Nathalie et Jacques s'apprêtent à faire le grand écart géographique. Depuis de nombreuses années, Jacques travaille dans la fonction publique à Shawinigan alors que sa conjointe, Nathalie, a un emploi dans le secteur du tourisme à Joliette. Plus de 110 kilomètres séparent les deux municipalités.

Depuis 2008, le couple réside dans un duplex, à Joliette, dont il est propriétaire. Jacques multiplie les allers-retours depuis sept ans entre les régions de Lanaudière et de la Mauricie. « Pour ne pas voyager quotidiennement, je me suis loué un petit appartement à Shawinigan », précise-t-il.

Voilà que le couple veut revisiter son modus operandi. Il songe à acheter un deuxième duplex, à Trois-Rivières. « Cela me permettrait de me rapprocher du boulot. Nathalie, par contre, devrait voyager sur une plus longue distance », dit-il. Sa conjointe devrait faire quotidiennement un aller-retour qui lui prendrait entre deux et trois heures par jour.

# # # # #

Consigne écrite 1
D'après le passage, pourquoi Jacques s'est-il loué un petit appartement à Shawinigan ?

# # # # #

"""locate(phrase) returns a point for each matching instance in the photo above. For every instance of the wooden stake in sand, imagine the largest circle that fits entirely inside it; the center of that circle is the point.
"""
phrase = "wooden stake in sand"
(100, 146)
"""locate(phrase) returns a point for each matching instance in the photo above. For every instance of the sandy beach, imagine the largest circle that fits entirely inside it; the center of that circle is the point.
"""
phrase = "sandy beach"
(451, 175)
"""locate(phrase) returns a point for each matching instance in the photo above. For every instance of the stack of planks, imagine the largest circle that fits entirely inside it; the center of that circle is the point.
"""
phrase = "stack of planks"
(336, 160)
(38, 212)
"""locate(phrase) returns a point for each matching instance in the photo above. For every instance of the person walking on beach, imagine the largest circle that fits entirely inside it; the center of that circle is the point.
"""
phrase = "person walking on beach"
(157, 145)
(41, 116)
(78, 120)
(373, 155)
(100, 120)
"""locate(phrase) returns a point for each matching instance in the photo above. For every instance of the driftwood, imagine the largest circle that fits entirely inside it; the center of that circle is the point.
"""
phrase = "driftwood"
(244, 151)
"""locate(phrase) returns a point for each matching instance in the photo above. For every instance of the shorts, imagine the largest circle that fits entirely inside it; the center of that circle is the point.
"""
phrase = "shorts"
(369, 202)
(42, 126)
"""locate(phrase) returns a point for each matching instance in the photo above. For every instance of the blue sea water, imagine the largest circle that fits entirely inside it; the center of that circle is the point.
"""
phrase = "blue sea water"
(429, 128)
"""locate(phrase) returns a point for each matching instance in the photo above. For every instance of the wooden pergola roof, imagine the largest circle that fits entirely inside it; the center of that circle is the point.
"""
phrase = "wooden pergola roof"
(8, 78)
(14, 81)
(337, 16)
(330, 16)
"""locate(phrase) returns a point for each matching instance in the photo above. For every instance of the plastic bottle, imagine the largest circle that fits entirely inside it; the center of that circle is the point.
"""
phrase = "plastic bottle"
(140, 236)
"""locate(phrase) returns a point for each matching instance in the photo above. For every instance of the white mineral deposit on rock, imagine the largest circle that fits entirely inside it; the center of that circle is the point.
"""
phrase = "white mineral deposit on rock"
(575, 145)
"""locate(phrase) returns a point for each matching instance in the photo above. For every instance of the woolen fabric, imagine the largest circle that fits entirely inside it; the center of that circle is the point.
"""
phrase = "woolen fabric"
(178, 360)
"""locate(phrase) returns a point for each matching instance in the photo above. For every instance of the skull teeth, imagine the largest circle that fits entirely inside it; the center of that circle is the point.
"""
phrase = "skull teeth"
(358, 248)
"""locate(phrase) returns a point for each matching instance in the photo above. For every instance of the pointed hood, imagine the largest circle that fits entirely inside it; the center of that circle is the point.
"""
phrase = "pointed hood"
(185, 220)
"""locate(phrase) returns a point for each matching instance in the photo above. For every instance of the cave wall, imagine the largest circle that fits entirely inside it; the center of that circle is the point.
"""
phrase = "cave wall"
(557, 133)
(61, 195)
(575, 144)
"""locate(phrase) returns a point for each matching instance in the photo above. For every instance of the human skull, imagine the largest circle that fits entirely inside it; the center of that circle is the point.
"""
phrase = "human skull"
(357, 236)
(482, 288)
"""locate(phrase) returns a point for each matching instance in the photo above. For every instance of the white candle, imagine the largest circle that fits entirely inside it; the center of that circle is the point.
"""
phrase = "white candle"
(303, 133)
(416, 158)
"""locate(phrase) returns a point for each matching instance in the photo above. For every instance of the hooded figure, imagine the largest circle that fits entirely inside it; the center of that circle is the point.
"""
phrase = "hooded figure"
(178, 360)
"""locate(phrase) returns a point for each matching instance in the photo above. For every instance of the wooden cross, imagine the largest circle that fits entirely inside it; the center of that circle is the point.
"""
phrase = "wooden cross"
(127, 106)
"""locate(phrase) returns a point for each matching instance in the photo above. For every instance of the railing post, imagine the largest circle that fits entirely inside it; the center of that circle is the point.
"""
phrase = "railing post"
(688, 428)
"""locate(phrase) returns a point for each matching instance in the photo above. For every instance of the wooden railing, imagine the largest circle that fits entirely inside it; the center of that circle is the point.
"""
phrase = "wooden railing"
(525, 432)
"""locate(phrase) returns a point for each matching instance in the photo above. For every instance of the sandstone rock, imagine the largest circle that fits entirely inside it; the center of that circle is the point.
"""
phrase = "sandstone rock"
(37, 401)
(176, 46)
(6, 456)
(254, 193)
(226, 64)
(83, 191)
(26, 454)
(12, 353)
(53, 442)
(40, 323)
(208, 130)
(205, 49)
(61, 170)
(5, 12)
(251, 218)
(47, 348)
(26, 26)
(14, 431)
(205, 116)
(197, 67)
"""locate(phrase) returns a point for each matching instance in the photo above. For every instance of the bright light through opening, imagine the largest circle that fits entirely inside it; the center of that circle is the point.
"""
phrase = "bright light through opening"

# # # # #

Consigne écrite 2
Reproduisez à l'identique, s'il vous plaît, la portion des enregistrements qui va de la ligne contenant « of the sandstone » jusqu'à la fin des enregistrements, ces deux limites comprises.

Réponse complète 1
Jacques s'est loué un petit appartement à Shawinigan pour ne pas avoir à voyager tous les jours. Le couple habite un duplex à Joliette, alors que Jacques travaille à Shawinigan, et plus de 110 kilomètres séparent les deux municipalités.

Réponse complète 2
"""locate(phrase) returns a point for each matching instance in the photo above. For every instance of the sandstone rock, imagine the largest circle that fits entirely inside it; the center of that circle is the point.
"""
phrase = "sandstone rock"
(37, 401)
(176, 46)
(6, 456)
(254, 193)
(226, 64)
(83, 191)
(26, 454)
(12, 353)
(53, 442)
(40, 323)
(208, 130)
(205, 49)
(61, 170)
(5, 12)
(251, 218)
(47, 348)
(26, 26)
(14, 431)
(205, 116)
(197, 67)
"""locate(phrase) returns a point for each matching instance in the photo above. For every instance of the bright light through opening, imagine the largest circle that fits entirely inside it; the center of that circle is the point.
"""
phrase = "bright light through opening"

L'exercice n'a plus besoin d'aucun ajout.